[Pointing entries for labeled objects]
--------------------
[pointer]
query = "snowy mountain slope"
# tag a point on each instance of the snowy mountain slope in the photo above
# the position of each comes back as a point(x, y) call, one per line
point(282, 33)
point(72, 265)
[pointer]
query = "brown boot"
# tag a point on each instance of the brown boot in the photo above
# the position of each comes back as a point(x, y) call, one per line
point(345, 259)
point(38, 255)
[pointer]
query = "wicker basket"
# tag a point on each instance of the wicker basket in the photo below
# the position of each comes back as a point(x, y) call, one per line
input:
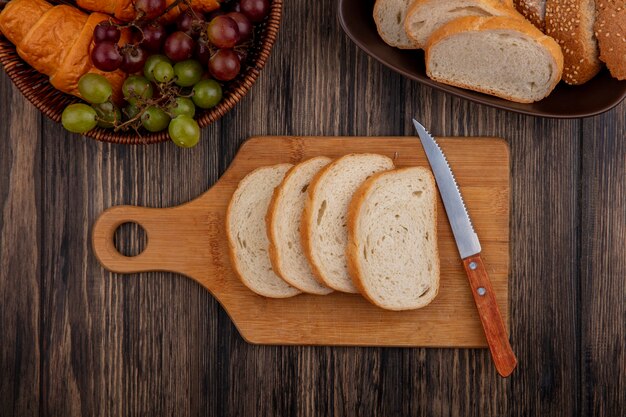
--------------------
▶ Exercise brief
Return the whole listing above line for line, without any changes, but omit the pictures.

▶ Output of the task
[pointer]
query = "snowy mountain slope"
# tag a point on each instance of the snowy mountain slope in the photo above
# the position of each comes back as a point(x, y) call, one per line
point(282, 33)
point(72, 265)
[pointer]
query = "brown boot"
# tag a point on each instance of the brown boot in the photo above
# the position of each comes back as a point(x, y) call, one per line
point(345, 259)
point(38, 255)
[pointer]
query = "wicker basket"
# tag a point on each instance of the wicker basket in the photo below
# the position of each comes back as a point(x, y) call, one per line
input:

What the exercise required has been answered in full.